>> start
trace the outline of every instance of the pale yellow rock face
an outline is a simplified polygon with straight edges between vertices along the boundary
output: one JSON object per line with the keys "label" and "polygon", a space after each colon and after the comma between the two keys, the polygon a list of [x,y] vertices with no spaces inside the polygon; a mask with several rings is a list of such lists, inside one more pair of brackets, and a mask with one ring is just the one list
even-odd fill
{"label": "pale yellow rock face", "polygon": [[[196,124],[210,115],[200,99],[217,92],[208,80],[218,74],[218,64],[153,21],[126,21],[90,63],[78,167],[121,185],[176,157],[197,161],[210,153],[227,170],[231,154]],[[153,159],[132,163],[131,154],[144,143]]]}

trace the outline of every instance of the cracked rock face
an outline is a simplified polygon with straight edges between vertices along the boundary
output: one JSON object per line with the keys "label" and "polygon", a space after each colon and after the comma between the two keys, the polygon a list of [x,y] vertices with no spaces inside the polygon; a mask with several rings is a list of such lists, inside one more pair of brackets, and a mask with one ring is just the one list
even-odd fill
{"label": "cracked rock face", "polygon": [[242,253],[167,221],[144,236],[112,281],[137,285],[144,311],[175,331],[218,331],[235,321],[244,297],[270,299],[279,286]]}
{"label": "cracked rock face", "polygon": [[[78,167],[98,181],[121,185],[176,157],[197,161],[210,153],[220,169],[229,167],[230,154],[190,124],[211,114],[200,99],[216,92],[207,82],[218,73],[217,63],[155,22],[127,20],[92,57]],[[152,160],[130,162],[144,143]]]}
>> end
■ Exercise prompt ■
Lay out the rows above as a two-column CSV with the header instruction,output. Write one CSV line per row, putting its text and its answer each in a single quoted field and replacing line breaks with spaces.

■ Output for this task ■
instruction,output
"trace the outline of every instance of the pale yellow rock face an outline is a simplified polygon with straight edges between vertices along the boundary output: one JSON object per line with the keys ""label"" and ""polygon"", a space after each colon and after the comma between the two keys, the polygon a list of [x,y] vertices with no spaces inside the polygon; a mask with several rings is a list of such lists, inside one more pair of brackets, and a mask with one ring is just the one list even-odd fill","{""label"": ""pale yellow rock face"", ""polygon"": [[[196,124],[210,115],[200,99],[217,92],[208,80],[218,74],[218,64],[153,21],[126,21],[90,63],[78,167],[121,185],[176,157],[197,161],[210,153],[227,170],[231,154]],[[153,159],[132,163],[131,154],[144,143]]]}"
"trace the outline of every instance of the cracked rock face an outline is a simplified polygon with straight edges between vertices along the boundary output: one JSON object per line with the keys ""label"" and ""polygon"", a space after each colon and after the comma between the two keys, the polygon a list of [x,y] vertices with no spaces inside the polygon; a mask with several rings is a list of such lists, inside one more pair of brackets, and a mask with one ring is just the one list even-odd fill","{""label"": ""cracked rock face"", ""polygon"": [[242,253],[167,221],[144,236],[112,281],[137,285],[144,311],[175,331],[218,331],[235,321],[244,297],[270,299],[279,286]]} {""label"": ""cracked rock face"", ""polygon"": [[[78,167],[98,181],[121,185],[176,157],[197,161],[210,153],[220,169],[229,167],[230,154],[190,124],[211,114],[200,99],[216,92],[207,82],[218,73],[217,63],[155,22],[127,20],[92,57]],[[152,160],[130,162],[144,143]]]}"